TAREA A REALIZAR →
Cuente las líneas de los datos que contienen la cadena "thumb". Indique únicamente el número.

***

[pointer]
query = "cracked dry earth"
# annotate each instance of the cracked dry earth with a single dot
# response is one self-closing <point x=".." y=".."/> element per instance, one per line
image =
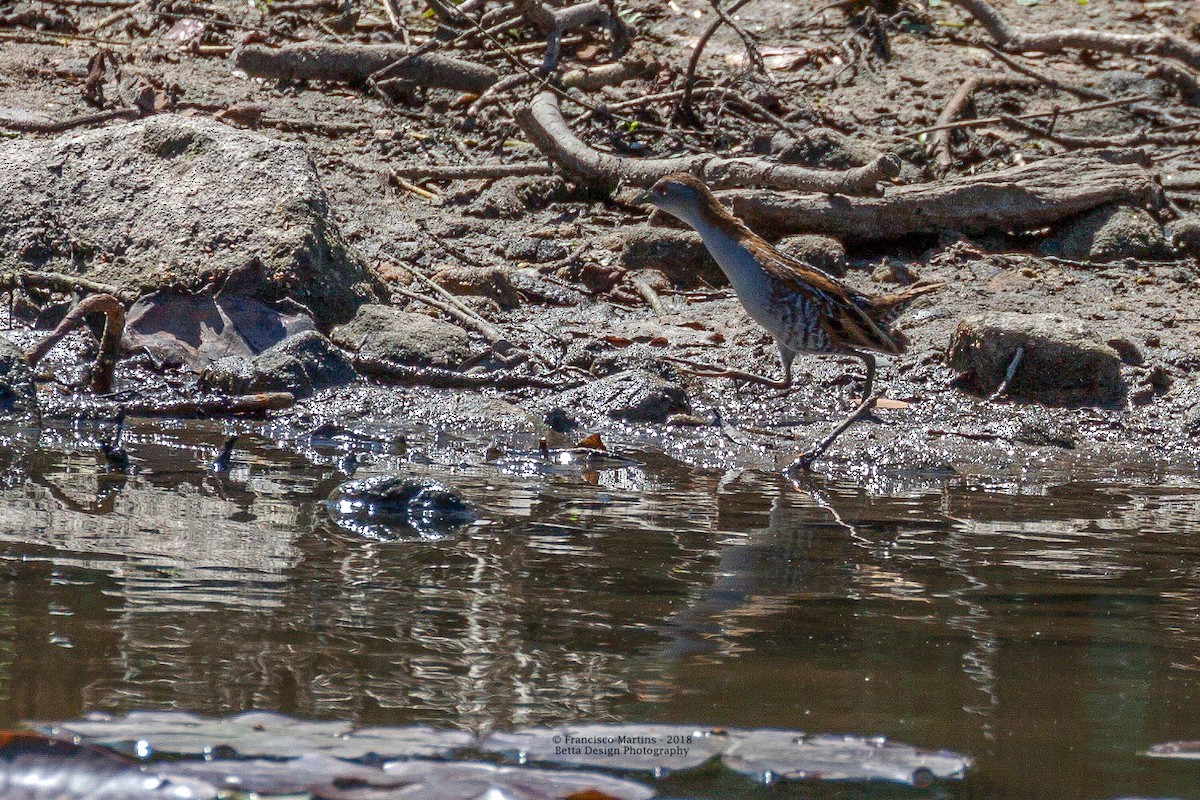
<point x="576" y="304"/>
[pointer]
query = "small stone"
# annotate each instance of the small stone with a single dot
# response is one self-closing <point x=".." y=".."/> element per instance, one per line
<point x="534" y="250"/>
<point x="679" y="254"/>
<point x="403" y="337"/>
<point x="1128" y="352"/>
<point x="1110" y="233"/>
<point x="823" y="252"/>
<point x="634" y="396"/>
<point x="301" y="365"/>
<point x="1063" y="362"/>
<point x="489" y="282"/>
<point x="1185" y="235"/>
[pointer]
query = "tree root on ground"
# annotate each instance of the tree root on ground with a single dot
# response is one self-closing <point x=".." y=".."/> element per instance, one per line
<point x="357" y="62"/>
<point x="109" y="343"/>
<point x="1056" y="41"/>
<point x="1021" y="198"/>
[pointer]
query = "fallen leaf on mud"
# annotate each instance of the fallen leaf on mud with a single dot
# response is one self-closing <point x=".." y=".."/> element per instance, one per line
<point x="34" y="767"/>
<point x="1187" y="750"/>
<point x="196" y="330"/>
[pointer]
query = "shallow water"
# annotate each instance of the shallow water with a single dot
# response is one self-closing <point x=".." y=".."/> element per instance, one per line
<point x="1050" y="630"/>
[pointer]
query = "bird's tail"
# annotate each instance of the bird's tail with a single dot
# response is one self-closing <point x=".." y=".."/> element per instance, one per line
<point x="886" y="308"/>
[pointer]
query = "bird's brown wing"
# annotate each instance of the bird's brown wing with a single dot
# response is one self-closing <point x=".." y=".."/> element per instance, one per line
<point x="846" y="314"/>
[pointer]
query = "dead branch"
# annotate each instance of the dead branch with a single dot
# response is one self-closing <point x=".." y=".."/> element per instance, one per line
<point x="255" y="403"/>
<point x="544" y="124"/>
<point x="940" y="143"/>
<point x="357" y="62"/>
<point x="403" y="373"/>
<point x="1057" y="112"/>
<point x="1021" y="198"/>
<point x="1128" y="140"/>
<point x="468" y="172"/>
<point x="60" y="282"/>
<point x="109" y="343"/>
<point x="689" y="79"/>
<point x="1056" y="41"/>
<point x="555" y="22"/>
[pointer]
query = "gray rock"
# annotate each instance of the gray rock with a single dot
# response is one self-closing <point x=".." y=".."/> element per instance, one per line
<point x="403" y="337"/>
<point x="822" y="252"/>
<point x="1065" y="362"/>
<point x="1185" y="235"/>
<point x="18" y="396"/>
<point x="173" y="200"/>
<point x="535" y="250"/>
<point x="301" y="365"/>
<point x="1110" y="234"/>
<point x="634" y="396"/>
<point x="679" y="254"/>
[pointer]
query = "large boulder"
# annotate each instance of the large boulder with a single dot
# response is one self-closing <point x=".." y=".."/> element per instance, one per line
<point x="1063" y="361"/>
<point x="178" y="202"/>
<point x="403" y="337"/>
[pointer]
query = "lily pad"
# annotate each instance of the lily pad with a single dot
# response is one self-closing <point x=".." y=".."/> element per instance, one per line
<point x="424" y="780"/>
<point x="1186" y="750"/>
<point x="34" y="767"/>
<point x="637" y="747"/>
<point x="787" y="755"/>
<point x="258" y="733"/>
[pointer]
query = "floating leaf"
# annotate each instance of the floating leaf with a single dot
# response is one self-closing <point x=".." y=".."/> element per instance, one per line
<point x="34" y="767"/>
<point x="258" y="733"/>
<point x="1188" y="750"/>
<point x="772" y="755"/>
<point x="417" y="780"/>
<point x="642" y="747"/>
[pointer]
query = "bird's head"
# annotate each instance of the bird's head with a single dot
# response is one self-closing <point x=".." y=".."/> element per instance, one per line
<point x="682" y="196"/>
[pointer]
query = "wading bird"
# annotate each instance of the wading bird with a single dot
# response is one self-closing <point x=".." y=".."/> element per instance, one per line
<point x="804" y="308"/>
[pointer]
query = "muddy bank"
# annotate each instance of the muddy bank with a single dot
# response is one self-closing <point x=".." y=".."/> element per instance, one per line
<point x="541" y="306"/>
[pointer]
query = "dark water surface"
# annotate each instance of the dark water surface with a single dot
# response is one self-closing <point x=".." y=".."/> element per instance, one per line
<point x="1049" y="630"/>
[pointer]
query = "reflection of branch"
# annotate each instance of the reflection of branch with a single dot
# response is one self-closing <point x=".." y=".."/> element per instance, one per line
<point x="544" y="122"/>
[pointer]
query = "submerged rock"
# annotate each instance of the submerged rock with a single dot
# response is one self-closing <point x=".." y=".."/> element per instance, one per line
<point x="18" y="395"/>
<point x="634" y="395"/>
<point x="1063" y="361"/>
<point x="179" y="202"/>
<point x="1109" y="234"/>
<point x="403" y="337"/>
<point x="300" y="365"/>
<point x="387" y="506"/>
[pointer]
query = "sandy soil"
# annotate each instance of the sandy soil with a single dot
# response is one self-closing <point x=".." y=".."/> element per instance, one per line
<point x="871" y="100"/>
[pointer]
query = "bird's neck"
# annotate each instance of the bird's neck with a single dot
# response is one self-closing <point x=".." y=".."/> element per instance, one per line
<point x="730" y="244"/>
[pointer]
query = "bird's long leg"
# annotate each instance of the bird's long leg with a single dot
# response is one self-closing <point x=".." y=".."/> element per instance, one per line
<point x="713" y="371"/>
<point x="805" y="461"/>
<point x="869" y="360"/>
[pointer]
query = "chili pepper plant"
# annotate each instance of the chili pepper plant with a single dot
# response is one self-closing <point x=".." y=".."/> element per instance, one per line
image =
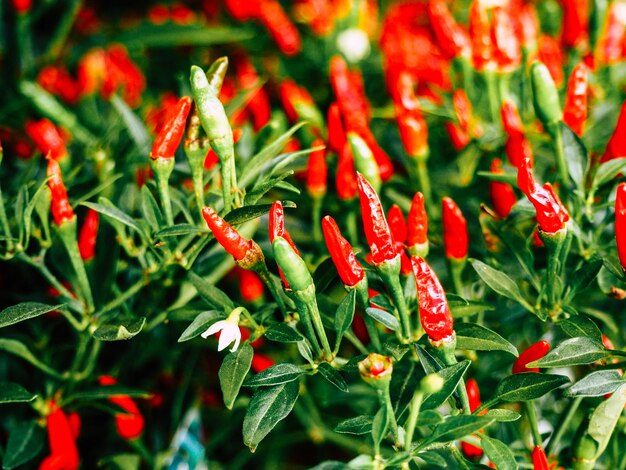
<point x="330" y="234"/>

***

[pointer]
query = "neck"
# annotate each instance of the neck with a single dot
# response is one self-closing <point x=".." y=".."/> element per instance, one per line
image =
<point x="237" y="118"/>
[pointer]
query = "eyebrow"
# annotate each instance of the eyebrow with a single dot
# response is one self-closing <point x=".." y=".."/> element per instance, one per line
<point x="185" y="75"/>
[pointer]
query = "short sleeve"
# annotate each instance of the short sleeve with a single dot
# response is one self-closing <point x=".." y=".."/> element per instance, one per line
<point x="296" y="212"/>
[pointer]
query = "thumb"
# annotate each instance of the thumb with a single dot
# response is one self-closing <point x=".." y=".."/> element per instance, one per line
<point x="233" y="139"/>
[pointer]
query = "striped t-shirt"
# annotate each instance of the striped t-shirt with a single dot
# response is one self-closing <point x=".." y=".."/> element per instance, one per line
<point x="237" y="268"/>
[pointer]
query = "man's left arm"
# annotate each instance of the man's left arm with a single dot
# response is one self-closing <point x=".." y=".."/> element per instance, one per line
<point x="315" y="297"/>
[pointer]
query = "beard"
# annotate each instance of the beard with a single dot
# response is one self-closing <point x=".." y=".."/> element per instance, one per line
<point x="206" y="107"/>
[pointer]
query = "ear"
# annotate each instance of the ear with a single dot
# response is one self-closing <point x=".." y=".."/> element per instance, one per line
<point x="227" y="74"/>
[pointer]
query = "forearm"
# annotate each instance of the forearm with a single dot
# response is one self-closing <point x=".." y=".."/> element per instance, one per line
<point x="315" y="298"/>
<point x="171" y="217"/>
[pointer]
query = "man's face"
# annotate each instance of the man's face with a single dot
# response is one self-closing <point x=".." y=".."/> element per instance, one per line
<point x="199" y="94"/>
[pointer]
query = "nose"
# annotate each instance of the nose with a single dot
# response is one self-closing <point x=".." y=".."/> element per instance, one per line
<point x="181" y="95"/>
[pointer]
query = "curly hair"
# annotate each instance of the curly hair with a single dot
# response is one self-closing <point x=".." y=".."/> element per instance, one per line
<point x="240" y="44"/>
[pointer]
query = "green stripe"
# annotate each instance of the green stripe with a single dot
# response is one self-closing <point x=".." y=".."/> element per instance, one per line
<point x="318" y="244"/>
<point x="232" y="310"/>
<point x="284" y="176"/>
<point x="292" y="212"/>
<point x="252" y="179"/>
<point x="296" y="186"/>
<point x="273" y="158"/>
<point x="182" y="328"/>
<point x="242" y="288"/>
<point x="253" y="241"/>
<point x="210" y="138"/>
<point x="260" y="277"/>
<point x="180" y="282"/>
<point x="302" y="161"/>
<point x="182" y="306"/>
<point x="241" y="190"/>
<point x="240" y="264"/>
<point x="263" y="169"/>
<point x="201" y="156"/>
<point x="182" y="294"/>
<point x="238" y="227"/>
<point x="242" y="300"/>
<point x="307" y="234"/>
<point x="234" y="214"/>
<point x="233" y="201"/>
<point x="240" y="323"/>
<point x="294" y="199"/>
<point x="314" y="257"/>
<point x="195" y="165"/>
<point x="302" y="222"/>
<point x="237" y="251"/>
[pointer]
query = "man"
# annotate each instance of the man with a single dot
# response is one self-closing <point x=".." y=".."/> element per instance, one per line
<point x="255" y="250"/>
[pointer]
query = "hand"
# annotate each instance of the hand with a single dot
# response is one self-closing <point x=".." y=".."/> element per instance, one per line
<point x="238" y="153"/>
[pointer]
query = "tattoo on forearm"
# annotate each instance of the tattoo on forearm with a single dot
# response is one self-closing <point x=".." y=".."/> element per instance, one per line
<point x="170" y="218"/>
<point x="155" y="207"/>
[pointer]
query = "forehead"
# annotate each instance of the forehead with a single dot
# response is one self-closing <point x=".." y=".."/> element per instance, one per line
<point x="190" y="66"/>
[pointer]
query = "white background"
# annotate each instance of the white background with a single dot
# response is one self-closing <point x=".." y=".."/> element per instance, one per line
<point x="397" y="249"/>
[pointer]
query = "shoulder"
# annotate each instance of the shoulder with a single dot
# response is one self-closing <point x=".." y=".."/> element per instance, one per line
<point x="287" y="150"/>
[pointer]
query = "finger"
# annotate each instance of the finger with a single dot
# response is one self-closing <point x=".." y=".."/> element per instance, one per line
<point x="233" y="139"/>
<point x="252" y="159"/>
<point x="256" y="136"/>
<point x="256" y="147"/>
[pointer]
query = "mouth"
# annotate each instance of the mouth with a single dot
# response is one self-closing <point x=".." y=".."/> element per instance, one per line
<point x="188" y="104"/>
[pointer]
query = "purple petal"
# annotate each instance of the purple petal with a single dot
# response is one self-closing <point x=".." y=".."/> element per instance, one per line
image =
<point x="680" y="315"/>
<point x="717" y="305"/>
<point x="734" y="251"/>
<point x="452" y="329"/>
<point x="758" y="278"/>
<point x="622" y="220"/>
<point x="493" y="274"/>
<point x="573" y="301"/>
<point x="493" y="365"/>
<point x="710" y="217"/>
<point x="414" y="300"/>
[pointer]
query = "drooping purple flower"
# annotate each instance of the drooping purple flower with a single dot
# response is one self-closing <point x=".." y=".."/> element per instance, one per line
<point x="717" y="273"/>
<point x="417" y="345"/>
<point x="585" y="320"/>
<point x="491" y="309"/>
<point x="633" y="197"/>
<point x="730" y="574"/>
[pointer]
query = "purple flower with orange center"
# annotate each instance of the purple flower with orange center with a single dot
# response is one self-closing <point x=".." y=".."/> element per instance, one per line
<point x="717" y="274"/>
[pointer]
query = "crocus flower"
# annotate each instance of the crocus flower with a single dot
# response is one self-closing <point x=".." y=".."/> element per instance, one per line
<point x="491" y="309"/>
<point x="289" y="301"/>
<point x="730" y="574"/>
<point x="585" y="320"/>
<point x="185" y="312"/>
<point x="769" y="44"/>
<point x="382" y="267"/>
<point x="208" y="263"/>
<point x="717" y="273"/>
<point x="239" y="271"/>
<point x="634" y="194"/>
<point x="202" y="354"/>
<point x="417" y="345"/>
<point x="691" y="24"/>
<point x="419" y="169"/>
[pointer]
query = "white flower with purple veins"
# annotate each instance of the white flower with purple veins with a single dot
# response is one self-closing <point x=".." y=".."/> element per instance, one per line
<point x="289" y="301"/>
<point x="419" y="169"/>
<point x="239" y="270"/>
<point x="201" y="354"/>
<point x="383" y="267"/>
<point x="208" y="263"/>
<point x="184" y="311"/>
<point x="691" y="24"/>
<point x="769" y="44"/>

***

SOLUCIÓN DESARROLLADA →
2